> _DOCUMENT PASSAGE_
-- Start --

For model training, we ran each workload 500 times as a cycle, 100 cycles in total. The raw dataset size was nearly 300 GB. Then we preprocessed the datasets, normalized them in columns, and split them into time intervals with length Δ = 1   s .
The model training stage is a self-supervised process; only runtime information collected from normal states was needed.
In addition, for model evaluation, we needed labeled datasets. We injected some faults into Cassandra’s source code and triggered them to construct a labeled dataset consisting of both normal samples and anomalies. The faults injected into the source code are listed in Table 1. It is worth noting that CL-MMAD does not aim to find the specific fault types, so we mixed all the failure runs together to make the data balance between normal and abnormal samples. They are all called abnormal datasets in validation datasets.
The volume of the datasets is listed as the following Table 2.
We split the training datasets using the random split function provided by PyTorch. The ratio was set to 8:2, which means 80% of the training data was used for building the model, while 20% data was used for model testing.

5.2. Model Training Phases

InfoNCE loss and MSE loss were used to guide the model training process separately. In this section, we introduced both the training details.
The model CL-MMAD is implemented using PyTorch v1.13.1, Python 3.9.13 on an Ubuntu 20.04 Workstation with 128 GB memory, and three Nvidia A6000 GPUs.

5.2.1. MSE Loss Training Phases

We first used the MSE loss to guide the training process of the two-tower model in CLMMAD. When training uses MSE loss, we set the hyperparameters in Table 3:
In all of our experiments, we set the random seeds to 42. Given that the mean squared error (MSE) loss computation does not require significant memory consumption, we utilized a relatively large batch size of 30. The learning rate for this experiment was set to 1 × 10 4 . Setting a relatively large learning rate at the beginning of training can expedite the model’s convergence toward the optimal solution. However, as the training proceeds, the learning rate becomes too large, which can impede convergence. To address this, we implemented learning rate scheduler measures to reduce the learning rate in the later stages of training, thus facilitating the model’s smooth convergence toward the optimal solution. Adam optimizer provided by PyTorch was used with a learning rates scheduler named “ReduceLROnPlateau” that monitors the testing loss; when the results are not improved, it changes the learning rates.

-- End --

> _SOURCE MATERIAL_
-- Start --

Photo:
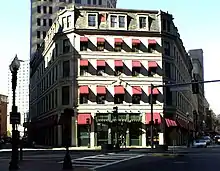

-- End --

> _WHAT THIS TASK INVOLVES_
Decide whether each statement agrees with the model-training passage above, and back each yes or no with the deciding words from the passage. (a) Eighty percent of the training data went into building the model. (b) The random seed changed from one experiment to the next. (c) The workstation used for the model had two Nvidia A6000 GPUs.

> _EXERCISE RESPONSE_
(a) Yes: "80% of the training data was used for building the model"
(b) No: "In all of our experiments, we set the random seeds to 42."
(c) No: "three Nvidia A6000 GPUs"